======== SUPPLIED MATERIAL ========

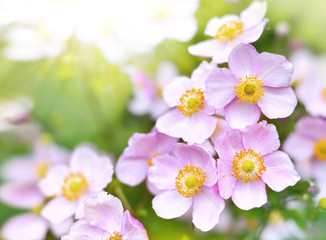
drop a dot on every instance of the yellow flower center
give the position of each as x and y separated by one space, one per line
189 180
228 31
323 93
249 90
320 149
42 170
149 162
248 166
191 102
74 186
116 236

========

REQUIRED WORK. Reproduce the full listing above verbatim, with no pictures included.

RESULT OF THE TASK.
drop a dot on every instance of the yellow flower center
give the position of each as x and y separated by one space, one per line
189 180
228 31
323 93
249 90
320 149
42 170
149 162
248 166
191 102
74 186
116 236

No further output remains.